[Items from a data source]
=-=-=
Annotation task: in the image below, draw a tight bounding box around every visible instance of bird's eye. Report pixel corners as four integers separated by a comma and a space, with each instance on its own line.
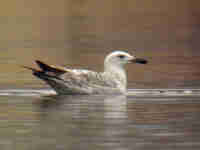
118, 55, 125, 59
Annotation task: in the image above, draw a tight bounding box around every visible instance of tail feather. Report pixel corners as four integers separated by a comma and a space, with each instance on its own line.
35, 60, 66, 75
22, 60, 66, 81
21, 65, 45, 77
21, 65, 40, 72
22, 65, 56, 82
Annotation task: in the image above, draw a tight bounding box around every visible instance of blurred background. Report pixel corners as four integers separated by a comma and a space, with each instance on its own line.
0, 0, 200, 89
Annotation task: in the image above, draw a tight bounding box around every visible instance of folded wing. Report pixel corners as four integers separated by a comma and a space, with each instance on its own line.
23, 60, 119, 94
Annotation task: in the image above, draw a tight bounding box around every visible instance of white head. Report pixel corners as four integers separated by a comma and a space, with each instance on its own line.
104, 51, 147, 92
104, 51, 147, 72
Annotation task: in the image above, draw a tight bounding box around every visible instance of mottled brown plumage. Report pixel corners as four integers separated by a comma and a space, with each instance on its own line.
24, 51, 147, 95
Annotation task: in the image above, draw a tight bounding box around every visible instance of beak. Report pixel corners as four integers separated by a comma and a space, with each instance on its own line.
131, 58, 148, 64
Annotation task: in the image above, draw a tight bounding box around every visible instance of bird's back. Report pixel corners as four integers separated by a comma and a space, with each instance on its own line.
26, 60, 124, 94
57, 69, 123, 94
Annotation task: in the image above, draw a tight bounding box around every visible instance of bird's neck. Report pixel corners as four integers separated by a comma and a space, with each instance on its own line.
104, 64, 127, 91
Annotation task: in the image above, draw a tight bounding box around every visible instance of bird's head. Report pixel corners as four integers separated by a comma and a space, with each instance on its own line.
104, 51, 147, 70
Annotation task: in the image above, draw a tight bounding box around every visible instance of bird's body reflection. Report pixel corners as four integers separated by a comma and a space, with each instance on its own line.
34, 94, 130, 150
31, 93, 200, 150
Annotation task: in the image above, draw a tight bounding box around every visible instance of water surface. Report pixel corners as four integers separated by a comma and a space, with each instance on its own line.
0, 89, 200, 150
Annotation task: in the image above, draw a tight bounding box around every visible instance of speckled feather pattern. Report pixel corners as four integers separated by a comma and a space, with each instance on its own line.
37, 69, 123, 94
29, 51, 147, 95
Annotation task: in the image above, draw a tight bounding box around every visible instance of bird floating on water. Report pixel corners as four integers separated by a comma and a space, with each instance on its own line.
24, 51, 148, 95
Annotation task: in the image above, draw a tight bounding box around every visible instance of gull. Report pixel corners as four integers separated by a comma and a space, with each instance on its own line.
24, 51, 147, 95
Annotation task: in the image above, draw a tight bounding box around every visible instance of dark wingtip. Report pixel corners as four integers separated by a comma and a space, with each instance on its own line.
35, 60, 66, 74
35, 60, 45, 67
35, 60, 51, 72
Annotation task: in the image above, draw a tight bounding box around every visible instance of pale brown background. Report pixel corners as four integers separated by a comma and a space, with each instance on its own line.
0, 0, 200, 88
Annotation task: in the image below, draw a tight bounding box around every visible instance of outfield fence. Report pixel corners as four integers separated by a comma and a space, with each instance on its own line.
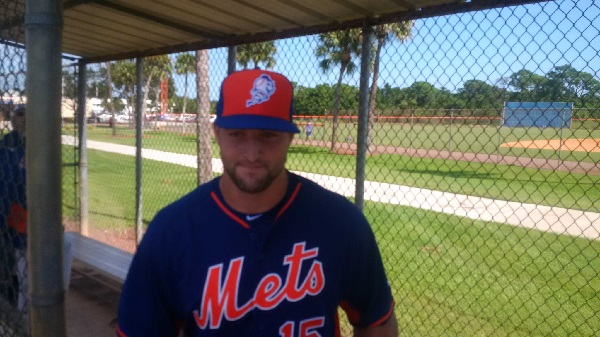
3, 0, 600, 336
=-=-=
What is required: Word for word, print out all of the records above; pass over the pictures.

Reply to the exercise:
Annotation task: in the image below, draw a tight bounding box around every visible instance of bird's eye. Report pixel corners as four integers separated by a comma and a space, with each instance on its own line.
118, 55, 125, 59
Annotation task: in the image above, draw a tight bounding box around every visible instance of tail feather. Report pixel corners as four integers separated by a comma and a space, with each instance on its own line.
35, 60, 66, 75
22, 60, 66, 81
21, 65, 45, 77
21, 65, 40, 72
22, 65, 56, 82
Annotation task: in the image above, draw a tight bounding box around every visible instance of blurred background. Report pixel corners as four integers separated by a comma and a space, with each instance on its own line.
0, 0, 200, 89
Annotation task: in the image above, draw a tight bounding box around every visible instance of folded wing. Report pixel corners as four integers separated by a comma and a space, with each instance on its own line.
23, 60, 119, 94
Annotation task: in the image above, draw a tight bounding box around every visible instance of white head. Report pixel corners as four integers separated by a comma and a space, with each instance on its own line.
104, 51, 147, 92
104, 51, 147, 72
Annotation task: in the image above, draw a tight bounding box around every visible instance of mottled brown plumage. Report pixel corners as four integers separated by a comma and a space, with each instance on its own line.
24, 51, 147, 95
Annotation task: in the image above, draw a tight bounding box around every visible instance of beak. Report pixel corners as four integers separated by a comma and a space, with each instance on its own line.
131, 58, 148, 64
Annotation task: in the image above, draw a tight bounding box around every visible instance of bird's back. Report pixel corners as four integers separated by a comma and a space, with each instance on its own line.
26, 60, 124, 94
57, 69, 123, 94
Annotation task: in the image above, draw a tight bounding box around every visible instance of bird's neck. Report pixel corners as four integers separated by a comma and a space, with each instance on its own line.
104, 64, 127, 91
Annotation task: in the image above, draw a tight bounding box around every visible instance of bird's head. Report pixel corners as four integers separated by a comma and a space, with each instance on its own line.
104, 51, 147, 70
Annotation task: in the image above, draw a tight bounding box around every visible instance of bird's body reflection. Report pixel corners as four integers separated by a comma and a space, with each instance on its own line.
34, 94, 130, 150
31, 93, 200, 150
Annotation task: in the image above, draw a tight bounding box around every visible instance of water surface. Report pixel corners as four integers separated by a comma and a space, with each instance on its own line.
0, 89, 200, 150
Annotation task: in the image above, draw a tight bounding box around every visible instance of speckled feather pattern. Report pixel corners as four integers separated by a comma and a space, with each instance on its own line.
37, 69, 123, 94
29, 51, 147, 95
Annotation task: in the image above, draw a tight bounding box around every visible instance of bird floating on water. Report pixel corners as four integers separated by a comma and a space, with each instance on its own line.
24, 51, 148, 95
Annotation task: in the image above, draw a tight bounding box around every visible instance of gull. Report pixel corners as four integers separated by a comma and a space, with each instance on its own line.
24, 51, 147, 95
Annotation task: in the image above, draw a tight bounding box around every visible instance of dark wingtip. Report pixel corners as four integers separated by a comma and a space, with each instance on its own line.
35, 60, 66, 74
35, 60, 45, 67
35, 60, 51, 72
Annotation task: in the image above, draw a tight bounding box around every visible instance of pale brown background. Report pixel corners as four integers separated by a comma and a space, with each instance on its own line.
0, 0, 200, 88
Annotation task: in the image below, draw a tight bounding box around every visible instance of outfield fence. Report pixel corners as four integers separated by a comma and a space, with each instance on its own line.
3, 0, 600, 336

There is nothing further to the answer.